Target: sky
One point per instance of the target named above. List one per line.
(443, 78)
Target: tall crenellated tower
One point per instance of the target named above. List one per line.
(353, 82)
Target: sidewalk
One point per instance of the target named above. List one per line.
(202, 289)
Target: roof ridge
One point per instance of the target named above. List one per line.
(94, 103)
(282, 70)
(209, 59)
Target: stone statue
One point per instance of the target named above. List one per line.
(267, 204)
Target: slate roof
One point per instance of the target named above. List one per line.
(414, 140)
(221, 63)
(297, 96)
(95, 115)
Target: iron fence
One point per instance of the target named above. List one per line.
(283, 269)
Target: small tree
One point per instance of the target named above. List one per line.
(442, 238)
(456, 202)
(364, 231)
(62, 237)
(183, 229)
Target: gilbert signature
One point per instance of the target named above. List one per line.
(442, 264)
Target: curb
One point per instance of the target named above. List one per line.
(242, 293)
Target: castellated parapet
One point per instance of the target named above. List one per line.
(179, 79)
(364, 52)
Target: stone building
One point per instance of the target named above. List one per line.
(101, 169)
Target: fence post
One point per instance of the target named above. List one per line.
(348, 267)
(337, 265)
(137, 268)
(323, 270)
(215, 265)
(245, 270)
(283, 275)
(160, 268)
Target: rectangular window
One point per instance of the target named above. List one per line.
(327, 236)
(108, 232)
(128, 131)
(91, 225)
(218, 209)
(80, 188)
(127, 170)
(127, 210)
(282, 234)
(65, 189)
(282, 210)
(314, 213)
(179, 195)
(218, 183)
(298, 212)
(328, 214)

* * *

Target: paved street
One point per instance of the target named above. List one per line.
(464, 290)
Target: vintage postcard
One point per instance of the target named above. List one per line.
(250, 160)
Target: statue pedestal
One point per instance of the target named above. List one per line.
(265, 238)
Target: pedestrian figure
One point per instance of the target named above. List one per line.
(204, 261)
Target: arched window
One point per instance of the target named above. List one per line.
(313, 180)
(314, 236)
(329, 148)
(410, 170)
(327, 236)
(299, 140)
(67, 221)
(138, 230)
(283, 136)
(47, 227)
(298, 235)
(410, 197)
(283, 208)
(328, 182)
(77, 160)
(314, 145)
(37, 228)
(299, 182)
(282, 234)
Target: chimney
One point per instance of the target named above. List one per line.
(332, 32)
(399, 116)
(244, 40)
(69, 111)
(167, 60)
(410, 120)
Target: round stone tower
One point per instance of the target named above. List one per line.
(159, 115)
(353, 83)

* * *

* [What you are asked to do]
Your answer should consist of each line above in which "roof" appears.

* [Exercise response]
Target: roof ridge
Target: slate roof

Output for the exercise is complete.